**Record set**
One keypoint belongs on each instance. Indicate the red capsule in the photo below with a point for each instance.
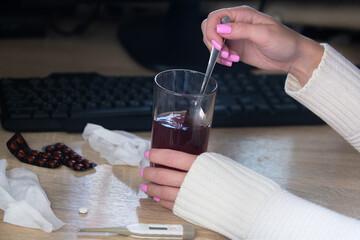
(57, 157)
(57, 152)
(34, 153)
(21, 153)
(46, 155)
(41, 162)
(87, 164)
(30, 159)
(74, 155)
(78, 167)
(13, 146)
(67, 150)
(70, 163)
(59, 145)
(53, 163)
(50, 148)
(80, 160)
(20, 140)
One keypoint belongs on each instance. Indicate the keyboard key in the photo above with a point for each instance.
(68, 101)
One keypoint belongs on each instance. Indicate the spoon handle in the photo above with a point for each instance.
(212, 61)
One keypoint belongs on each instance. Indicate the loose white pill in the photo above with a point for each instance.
(83, 210)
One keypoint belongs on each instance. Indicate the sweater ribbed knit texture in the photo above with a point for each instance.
(224, 196)
(333, 94)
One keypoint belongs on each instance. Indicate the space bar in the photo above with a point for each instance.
(129, 111)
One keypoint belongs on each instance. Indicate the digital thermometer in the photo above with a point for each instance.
(149, 231)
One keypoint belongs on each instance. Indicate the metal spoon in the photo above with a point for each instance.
(195, 110)
(212, 61)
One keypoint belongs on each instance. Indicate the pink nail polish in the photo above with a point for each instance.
(216, 45)
(224, 54)
(233, 58)
(143, 187)
(226, 62)
(223, 28)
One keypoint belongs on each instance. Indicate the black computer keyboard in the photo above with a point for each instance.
(68, 101)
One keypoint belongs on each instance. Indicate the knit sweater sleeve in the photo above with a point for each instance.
(332, 93)
(224, 196)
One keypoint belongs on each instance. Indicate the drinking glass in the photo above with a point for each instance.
(182, 116)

**What needs to be done**
Copy the data from the line containing "One keypoint belongs on each instance. Indicate the sweater" through the end, keeping every line, and shift each point by adding 45 to both of its coordinates.

**Exercise answer**
One keypoint belongs on each instance. Indicate the sweater ribbed knit texture in the photo above with a point for each instance.
(269, 241)
(378, 139)
One keypoint belongs on each instance. Indicate the space bar in the photo above with a point for each instance.
(174, 156)
One keypoint belongs on each instance. Indicate the digital thermometer in the photo above with a point for each instance.
(194, 276)
One keypoint belongs on each instance. Indicate the metal spoon in the photo above with a point for each instance.
(240, 155)
(257, 106)
One keypoint belongs on each instance. Indicate the pink nail polish in the photo above with a point for each instance.
(261, 90)
(269, 99)
(278, 103)
(188, 232)
(271, 107)
(268, 73)
One keypoint belongs on each instance. Indicate the black computer keyboard in the photo above with a point for each instance.
(113, 146)
One keypoint belongs on each instance. Indicate the knit sweater sleeve in the photo above with a point for each instance.
(377, 138)
(269, 241)
One keypoint belongs on each instance. Indicate the drinking glass in the photo above with a point for each instance.
(227, 161)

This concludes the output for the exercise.